== TASK INSTRUCTIONS ==
Pick out the lines below that include the string "like".

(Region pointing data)
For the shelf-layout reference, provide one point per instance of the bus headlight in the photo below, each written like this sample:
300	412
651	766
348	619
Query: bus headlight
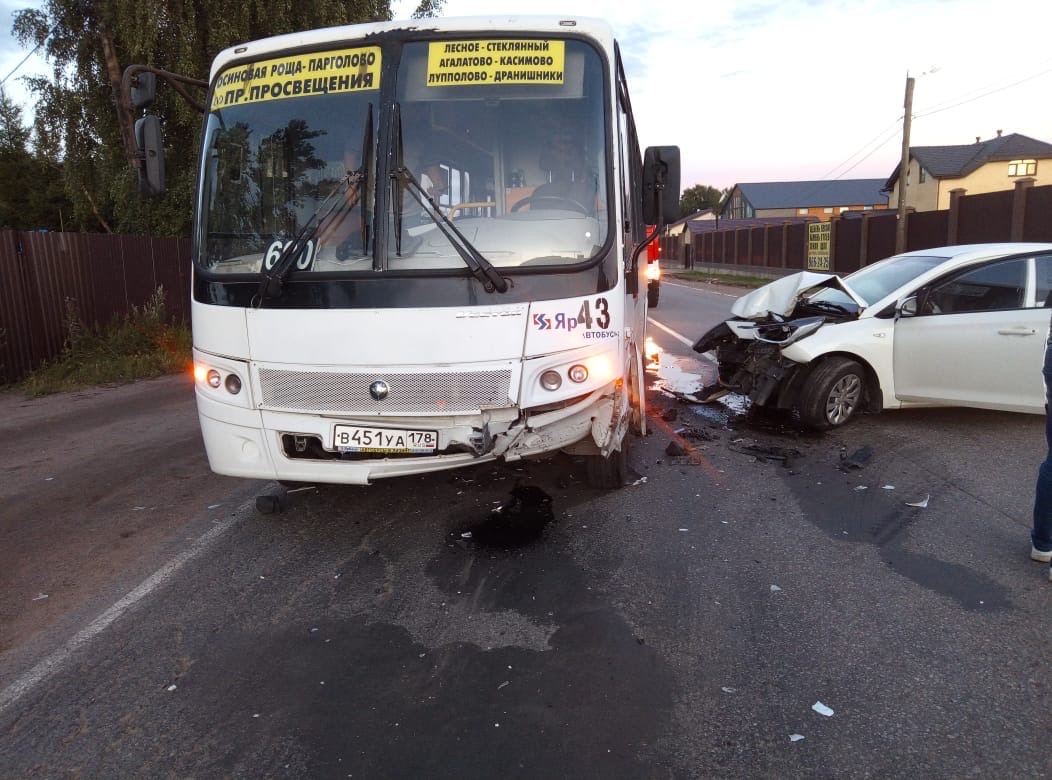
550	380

* * *

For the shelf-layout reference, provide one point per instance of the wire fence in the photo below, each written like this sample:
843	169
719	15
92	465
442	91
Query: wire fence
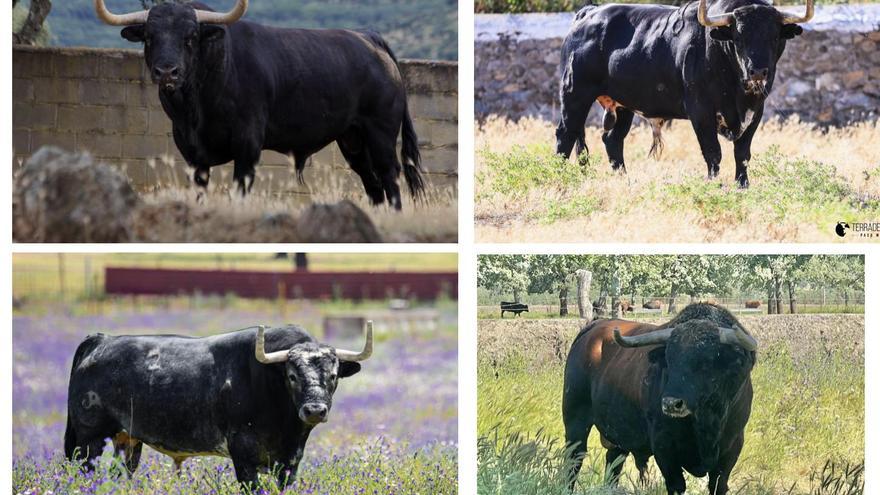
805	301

== ANSWER BELOW ==
For the shelf-layout reference, provide one point per instance of the bus headlight in the photo below, each written like this sample:
For the shelf-layout reference, provide one point per instance of the wire fence in the photo below, each written like this sample:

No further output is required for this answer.